A faithful transcription of all the records is required.

------------------------------------------------------------------------

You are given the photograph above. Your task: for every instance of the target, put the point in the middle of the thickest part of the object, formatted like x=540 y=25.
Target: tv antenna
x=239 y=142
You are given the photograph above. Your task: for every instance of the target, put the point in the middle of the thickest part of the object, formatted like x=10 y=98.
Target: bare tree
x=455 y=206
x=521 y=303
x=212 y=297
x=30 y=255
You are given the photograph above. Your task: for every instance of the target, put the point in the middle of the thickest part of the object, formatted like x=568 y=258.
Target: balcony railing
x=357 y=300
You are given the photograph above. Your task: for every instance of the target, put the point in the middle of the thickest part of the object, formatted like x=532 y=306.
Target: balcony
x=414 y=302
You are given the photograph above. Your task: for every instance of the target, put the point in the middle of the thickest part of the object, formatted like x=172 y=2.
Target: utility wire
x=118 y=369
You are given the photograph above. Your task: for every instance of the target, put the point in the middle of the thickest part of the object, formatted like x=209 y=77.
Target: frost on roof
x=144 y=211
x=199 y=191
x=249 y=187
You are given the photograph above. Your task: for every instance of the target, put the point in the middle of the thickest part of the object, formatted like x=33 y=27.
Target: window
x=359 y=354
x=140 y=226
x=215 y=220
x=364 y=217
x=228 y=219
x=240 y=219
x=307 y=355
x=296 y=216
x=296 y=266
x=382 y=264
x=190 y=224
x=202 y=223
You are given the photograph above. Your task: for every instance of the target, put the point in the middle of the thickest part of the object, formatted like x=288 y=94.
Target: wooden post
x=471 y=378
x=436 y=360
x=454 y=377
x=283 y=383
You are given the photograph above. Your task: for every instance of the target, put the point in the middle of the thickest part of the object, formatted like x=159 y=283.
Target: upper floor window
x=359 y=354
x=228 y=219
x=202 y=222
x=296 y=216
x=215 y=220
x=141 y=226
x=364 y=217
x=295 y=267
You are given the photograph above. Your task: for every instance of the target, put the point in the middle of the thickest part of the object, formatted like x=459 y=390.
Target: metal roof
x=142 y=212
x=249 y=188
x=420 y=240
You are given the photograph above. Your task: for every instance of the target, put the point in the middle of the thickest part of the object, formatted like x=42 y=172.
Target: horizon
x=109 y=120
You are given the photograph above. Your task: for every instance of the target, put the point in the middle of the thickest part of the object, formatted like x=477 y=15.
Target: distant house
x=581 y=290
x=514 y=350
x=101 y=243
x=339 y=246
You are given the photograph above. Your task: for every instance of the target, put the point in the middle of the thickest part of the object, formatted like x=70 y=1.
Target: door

------------------------------------------------------------------------

**Your response**
You are given the photograph above. Your task: for every instance of the target, put the point in the middle of the thickest part of the object, formatted like x=540 y=25.
Target: tv antenna
x=239 y=142
You are given the photograph above. Your task: for every instance of the target, put the point in the middle of the thickest part of the object, formatted like x=10 y=98.
Target: bare tree
x=455 y=206
x=521 y=303
x=212 y=297
x=30 y=255
You are given the photograph above. Your task: for every instance of the target, put the point in the middle of the thickest part of the object, formatted like x=568 y=258.
Target: balcony railing
x=357 y=300
You are given the photograph above. Your task: for every instance of the target, put the point in the middle of the thickest part of the object, formatted like x=532 y=306.
Target: balcony
x=414 y=302
You are given the photograph above. Your task: for every instance of the target, put the point in the middle of the thickest part of the object, formatted like x=172 y=2.
Target: utility wire
x=118 y=369
You are given the photograph above. Your task: for every instance of the target, put the point in the middle of the thickest part of the object, formatted like x=209 y=77.
Target: frost on roof
x=144 y=211
x=199 y=191
x=249 y=187
You are given the photograph above. Your task: for every instance of the target, put the point in the middle of the thickest part of the object, formatted like x=33 y=27.
Target: window
x=359 y=354
x=140 y=226
x=215 y=220
x=364 y=217
x=228 y=219
x=240 y=219
x=307 y=355
x=296 y=216
x=296 y=266
x=382 y=264
x=190 y=224
x=202 y=223
You are given the photograph above. Your task: for every instance of the target, put the point in the middle of the thickest part of the object, formatted like x=288 y=94.
Target: wooden post
x=471 y=378
x=436 y=360
x=454 y=377
x=283 y=383
You are given the photograph above. Your task: for every instance of the target, put the point in the middle of the thickest part of the object, formatted like x=159 y=283.
Target: upper floor window
x=359 y=354
x=228 y=219
x=202 y=222
x=296 y=216
x=215 y=220
x=141 y=226
x=364 y=217
x=295 y=267
You are given the photograph above. Your task: for every instance of the target, put the point in the middle of the thickest part of the object, formatted like x=459 y=390.
Target: metal roof
x=142 y=212
x=249 y=188
x=420 y=240
You are given the photograph above. Your task: for every instance of the target, put the point in the middle of the thickest part of the object, formatted like x=42 y=172.
Target: horizon
x=109 y=120
You are given the photograph above. Your task: for every instance of the target, put the point in the middle of the thickest part of the object, formatted like x=477 y=15.
Target: distant house
x=581 y=290
x=514 y=350
x=101 y=243
x=339 y=246
You are given the photograph above. Your task: for every instance of the target, put the point in the middle of the thickest part of the object, formatted like x=70 y=1.
Target: door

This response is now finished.